-- BEGIN GIVEN PASSAGE --

Warning: this is an advocacy piece, written for the sole purpose of convincing Turbogears to use CherryPy. If you don't respond to assertiveness well, try reading CherryPyAndPasteCanPlayNice instead.

CherryPy and Paste

Although CherryPy and Paste provide similar functionality, CherryPy 3 does it more beautifully, more Pythonically. Here's how.

Object-oriented development

CherryPy objects are robust and intuitive, following established Pythonic conventions. CherryPy prefers data stored in attributes over data recalled from functions, so CherryPy provides global request and response objects, with structured, Pythonic attributes. Paste, on the other hand, provides a single, flat environ dict (from WSGI).

Here are some common data points, and their means of access compared:

CherryPy	Paste
request.cookie	request.get_cookies(environ) or .get_cookie_dict(environ)
request.querystring	request.parse_querystring(environ)
request.params	request.parse_formvars(environ, include_get_vars=True)
cherrypy.url(path="", qs="", script_name=None, base=None, relative=False)	request.construct_url(environ, with_query_string=True, with_path_info=True, script_name=None, path_info=None, querystring=None)
cherrypy.url(..., relative=True)	request.resolve_relative_url(url, environ)

Paste seems to prefer long, hard-to-remember names (like "composite_factory" and "make_gzip_middleware"). CherryPy emphasizes normal Python you already know, and short, meaningful, easy-to-remember names.

-- END GIVEN PASSAGE --
-- BEGIN INFORMATION PROVIDED --

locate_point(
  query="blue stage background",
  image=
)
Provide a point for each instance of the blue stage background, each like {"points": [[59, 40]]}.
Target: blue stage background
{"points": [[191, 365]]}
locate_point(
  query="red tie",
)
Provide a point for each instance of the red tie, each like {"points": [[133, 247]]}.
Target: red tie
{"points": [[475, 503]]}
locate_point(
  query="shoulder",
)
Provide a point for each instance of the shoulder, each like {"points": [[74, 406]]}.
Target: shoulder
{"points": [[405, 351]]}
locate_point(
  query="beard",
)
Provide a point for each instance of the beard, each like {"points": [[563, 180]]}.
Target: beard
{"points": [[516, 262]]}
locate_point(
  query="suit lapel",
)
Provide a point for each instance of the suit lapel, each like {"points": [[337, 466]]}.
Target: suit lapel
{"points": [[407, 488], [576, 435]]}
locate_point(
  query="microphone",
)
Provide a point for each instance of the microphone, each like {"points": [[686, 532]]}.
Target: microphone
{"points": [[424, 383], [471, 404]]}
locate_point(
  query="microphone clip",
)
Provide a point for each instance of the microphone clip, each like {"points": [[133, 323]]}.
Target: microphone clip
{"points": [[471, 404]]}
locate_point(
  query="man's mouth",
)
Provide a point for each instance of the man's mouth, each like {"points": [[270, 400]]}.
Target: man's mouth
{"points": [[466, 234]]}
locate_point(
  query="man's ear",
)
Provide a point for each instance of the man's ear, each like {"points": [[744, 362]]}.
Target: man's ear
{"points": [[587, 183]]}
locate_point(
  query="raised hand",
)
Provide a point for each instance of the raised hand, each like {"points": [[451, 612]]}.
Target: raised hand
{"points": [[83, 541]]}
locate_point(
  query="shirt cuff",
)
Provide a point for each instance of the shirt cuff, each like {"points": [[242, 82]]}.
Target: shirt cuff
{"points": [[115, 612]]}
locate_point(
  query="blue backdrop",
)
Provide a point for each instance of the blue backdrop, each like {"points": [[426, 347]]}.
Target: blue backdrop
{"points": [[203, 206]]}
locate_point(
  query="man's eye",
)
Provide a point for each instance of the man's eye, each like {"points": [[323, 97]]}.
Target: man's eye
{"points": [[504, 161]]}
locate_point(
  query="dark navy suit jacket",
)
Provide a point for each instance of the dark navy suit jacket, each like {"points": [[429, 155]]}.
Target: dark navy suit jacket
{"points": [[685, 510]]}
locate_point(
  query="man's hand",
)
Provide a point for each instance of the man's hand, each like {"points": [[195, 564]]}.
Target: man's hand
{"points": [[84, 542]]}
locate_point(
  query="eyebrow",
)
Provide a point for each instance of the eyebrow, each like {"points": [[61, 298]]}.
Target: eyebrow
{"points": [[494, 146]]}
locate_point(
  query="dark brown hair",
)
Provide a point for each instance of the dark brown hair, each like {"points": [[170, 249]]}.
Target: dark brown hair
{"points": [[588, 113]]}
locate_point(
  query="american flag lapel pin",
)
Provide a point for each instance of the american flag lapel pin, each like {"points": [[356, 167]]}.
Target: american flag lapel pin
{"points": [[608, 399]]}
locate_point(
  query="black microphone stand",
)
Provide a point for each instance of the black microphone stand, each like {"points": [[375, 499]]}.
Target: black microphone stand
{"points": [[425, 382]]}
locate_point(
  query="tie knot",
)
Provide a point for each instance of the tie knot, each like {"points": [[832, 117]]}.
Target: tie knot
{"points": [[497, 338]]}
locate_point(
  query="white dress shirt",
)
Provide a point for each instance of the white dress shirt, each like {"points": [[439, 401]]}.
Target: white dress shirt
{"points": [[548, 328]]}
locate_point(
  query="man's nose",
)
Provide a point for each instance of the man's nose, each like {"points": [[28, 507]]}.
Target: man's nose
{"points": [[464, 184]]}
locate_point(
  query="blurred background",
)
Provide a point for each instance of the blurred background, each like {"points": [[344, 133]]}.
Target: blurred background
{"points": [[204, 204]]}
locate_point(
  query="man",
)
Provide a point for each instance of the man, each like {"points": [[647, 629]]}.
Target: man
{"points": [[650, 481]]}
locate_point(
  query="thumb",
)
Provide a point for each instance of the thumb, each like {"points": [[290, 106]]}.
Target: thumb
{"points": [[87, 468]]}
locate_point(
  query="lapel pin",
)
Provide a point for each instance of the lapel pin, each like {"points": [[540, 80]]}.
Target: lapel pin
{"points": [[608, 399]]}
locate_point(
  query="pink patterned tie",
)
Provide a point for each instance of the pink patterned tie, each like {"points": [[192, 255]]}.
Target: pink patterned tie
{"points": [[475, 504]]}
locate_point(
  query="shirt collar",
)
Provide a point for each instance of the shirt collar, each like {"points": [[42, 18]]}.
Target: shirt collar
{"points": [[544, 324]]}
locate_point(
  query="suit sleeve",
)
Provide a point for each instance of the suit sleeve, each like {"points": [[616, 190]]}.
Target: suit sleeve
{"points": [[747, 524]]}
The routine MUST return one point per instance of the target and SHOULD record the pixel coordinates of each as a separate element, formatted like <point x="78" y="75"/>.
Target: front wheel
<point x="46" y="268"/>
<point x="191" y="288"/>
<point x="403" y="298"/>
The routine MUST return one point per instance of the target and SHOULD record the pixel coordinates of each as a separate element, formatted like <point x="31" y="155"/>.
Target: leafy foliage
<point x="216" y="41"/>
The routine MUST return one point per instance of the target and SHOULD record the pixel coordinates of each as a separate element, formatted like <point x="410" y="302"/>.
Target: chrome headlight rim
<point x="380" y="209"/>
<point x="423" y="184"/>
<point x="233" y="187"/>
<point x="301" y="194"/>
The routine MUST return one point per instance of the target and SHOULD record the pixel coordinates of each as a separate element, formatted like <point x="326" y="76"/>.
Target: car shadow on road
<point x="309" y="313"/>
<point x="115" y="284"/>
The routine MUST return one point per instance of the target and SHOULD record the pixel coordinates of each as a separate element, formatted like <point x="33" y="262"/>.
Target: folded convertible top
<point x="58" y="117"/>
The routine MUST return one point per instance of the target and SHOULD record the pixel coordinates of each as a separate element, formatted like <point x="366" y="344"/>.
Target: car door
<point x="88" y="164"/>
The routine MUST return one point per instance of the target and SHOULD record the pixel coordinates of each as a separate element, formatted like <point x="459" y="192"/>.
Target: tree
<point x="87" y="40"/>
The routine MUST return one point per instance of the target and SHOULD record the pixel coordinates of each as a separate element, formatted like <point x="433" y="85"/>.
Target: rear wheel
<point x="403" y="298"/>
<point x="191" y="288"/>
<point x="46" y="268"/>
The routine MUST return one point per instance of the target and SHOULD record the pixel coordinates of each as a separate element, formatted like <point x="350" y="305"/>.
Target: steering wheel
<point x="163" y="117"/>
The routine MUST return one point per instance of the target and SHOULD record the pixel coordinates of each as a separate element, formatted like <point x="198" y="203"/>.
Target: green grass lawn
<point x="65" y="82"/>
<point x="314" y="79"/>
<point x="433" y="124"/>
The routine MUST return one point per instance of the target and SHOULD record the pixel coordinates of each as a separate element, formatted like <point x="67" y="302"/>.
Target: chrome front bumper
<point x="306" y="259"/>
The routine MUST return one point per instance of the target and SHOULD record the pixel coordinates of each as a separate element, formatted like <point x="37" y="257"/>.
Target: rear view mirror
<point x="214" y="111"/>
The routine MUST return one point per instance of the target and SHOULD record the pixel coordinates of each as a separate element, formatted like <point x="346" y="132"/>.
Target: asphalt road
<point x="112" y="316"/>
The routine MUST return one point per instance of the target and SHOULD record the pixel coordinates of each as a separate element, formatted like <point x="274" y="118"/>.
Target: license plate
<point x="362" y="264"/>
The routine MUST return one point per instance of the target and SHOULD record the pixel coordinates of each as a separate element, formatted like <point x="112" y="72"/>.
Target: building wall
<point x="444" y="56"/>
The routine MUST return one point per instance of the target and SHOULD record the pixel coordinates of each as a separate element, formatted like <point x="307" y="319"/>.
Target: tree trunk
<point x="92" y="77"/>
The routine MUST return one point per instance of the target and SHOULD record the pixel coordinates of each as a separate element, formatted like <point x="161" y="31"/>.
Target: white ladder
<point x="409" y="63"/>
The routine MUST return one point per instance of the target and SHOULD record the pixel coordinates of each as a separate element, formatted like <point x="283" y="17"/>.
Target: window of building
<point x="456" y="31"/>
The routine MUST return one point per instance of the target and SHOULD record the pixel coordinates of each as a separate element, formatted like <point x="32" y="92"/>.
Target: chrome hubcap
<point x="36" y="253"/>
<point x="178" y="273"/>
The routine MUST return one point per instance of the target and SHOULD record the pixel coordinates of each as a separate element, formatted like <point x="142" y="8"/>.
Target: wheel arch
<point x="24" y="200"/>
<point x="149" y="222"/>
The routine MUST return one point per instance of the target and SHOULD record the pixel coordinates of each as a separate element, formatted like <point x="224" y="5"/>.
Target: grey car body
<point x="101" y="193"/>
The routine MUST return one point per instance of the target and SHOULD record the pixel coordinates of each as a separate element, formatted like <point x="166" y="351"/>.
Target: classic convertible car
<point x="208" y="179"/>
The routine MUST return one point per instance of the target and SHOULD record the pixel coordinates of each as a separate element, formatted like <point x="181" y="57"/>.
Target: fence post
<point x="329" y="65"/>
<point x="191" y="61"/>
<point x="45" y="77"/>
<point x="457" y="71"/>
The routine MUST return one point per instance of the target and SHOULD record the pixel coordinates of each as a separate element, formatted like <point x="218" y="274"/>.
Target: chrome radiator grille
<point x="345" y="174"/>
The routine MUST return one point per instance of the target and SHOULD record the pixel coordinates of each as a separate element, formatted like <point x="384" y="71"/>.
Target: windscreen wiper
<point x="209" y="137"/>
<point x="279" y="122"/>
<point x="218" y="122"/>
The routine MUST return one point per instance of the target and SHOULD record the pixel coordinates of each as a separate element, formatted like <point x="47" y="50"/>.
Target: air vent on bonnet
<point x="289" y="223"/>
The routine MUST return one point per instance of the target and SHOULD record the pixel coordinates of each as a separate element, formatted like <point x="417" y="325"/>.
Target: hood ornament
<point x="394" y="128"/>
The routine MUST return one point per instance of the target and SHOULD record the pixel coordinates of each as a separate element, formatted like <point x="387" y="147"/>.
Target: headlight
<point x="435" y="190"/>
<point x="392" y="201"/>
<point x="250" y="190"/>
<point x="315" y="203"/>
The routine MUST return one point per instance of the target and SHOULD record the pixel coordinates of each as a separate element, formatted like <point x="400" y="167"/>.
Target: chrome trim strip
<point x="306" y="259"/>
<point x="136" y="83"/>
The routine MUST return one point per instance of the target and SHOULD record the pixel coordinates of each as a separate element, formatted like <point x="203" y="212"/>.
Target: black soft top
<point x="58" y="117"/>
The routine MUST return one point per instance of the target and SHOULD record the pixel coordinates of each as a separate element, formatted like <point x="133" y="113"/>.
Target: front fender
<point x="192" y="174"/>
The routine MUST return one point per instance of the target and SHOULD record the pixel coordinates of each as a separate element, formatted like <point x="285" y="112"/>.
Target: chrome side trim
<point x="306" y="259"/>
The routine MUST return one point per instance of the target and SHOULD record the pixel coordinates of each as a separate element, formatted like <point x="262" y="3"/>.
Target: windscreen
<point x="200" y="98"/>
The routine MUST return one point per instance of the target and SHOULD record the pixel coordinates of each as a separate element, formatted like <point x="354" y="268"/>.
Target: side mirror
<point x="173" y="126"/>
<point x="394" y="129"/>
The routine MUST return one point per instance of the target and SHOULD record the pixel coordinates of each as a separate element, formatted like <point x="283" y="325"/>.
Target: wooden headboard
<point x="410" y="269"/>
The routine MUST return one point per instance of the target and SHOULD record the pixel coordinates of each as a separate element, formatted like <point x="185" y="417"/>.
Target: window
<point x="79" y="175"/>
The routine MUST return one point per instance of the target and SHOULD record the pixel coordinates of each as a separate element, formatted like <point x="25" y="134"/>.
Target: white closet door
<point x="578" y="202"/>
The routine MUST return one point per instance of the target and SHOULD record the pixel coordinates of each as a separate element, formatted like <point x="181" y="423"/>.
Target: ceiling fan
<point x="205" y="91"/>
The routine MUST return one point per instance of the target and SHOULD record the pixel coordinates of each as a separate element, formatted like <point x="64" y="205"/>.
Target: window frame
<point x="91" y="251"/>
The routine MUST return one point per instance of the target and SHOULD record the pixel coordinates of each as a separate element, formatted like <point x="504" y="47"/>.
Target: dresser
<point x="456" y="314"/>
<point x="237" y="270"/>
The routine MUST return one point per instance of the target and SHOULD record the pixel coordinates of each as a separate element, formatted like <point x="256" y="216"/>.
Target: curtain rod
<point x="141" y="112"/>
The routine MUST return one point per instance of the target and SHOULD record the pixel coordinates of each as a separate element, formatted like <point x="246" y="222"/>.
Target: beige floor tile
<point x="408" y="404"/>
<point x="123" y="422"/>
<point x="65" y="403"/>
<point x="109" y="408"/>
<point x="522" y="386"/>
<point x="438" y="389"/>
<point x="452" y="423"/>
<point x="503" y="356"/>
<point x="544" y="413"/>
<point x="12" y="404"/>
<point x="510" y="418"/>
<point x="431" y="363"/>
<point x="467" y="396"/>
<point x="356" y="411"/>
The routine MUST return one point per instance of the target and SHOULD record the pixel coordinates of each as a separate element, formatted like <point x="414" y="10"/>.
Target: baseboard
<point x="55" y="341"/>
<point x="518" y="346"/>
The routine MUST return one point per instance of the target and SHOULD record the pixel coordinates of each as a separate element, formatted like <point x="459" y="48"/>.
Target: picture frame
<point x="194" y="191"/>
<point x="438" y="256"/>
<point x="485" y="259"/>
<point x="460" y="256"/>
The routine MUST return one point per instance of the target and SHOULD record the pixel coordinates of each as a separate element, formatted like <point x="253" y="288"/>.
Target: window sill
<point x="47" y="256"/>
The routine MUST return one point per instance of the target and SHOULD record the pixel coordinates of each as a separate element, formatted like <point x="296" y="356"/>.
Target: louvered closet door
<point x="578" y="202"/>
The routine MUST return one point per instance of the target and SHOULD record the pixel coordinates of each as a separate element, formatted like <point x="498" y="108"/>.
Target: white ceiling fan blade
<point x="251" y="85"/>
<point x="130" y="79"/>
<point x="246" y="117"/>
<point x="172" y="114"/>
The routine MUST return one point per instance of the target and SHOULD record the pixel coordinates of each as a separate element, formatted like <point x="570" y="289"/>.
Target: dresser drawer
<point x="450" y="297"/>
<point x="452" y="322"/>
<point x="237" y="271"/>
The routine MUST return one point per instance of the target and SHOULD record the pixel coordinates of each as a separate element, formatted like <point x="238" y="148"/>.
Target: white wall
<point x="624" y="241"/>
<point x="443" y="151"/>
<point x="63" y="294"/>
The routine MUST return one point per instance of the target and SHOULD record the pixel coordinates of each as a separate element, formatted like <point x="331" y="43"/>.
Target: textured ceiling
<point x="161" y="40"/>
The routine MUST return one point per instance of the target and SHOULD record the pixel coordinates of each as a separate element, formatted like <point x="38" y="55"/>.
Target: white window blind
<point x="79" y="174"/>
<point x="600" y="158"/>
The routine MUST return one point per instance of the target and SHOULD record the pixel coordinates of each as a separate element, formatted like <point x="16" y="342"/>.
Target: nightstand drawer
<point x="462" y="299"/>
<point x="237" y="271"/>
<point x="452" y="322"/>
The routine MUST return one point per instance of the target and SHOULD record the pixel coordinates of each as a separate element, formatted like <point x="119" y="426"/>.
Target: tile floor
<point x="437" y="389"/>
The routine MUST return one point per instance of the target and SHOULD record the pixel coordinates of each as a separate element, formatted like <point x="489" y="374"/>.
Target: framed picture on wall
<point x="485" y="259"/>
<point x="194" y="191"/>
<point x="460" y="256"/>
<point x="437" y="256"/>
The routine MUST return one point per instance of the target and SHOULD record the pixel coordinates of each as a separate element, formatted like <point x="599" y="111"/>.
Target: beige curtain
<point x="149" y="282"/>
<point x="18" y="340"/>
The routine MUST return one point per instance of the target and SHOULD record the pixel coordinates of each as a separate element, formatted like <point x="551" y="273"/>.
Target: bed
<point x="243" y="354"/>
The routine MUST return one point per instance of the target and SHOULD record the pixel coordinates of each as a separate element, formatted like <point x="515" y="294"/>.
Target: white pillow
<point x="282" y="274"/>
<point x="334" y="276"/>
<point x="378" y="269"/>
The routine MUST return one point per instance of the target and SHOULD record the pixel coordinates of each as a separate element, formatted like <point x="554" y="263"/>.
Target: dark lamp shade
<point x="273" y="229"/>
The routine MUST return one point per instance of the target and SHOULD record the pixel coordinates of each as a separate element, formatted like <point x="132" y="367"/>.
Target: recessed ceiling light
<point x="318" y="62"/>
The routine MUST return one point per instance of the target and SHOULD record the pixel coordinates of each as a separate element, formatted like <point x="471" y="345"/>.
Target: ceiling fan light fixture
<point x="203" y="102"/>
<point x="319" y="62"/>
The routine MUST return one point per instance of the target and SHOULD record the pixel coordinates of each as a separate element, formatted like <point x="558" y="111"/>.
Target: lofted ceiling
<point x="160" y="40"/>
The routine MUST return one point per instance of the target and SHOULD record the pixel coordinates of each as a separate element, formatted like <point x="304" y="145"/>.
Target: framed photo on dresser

-- END INFORMATION PROVIDED --

**REQUIRED WORK:**
Rewrite the CherryPy and Paste text above, starting at "Here are some" and ending after "meaningful, easy-to-remember names.". In that stretch, swap every "Paste" for "Werkzeug".

**EXERCISE ANSWER:**
Here are some common data points, and their means of access compared:

CherryPy	Werkzeug
request.cookie	request.get_cookies(environ) or .get_cookie_dict(environ)
request.querystring	request.parse_querystring(environ)
request.params	request.parse_formvars(environ, include_get_vars=True)
cherrypy.url(path="", qs="", script_name=None, base=None, relative=False)	request.construct_url(environ, with_query_string=True, with_path_info=True, script_name=None, path_info=None, querystring=None)
cherrypy.url(..., relative=True)	request.resolve_relative_url(url, environ)

Werkzeug seems to prefer long, hard-to-remember names (like "composite_factory" and "make_gzip_middleware"). CherryPy emphasizes normal Python you already know, and short, meaningful, easy-to-remember names.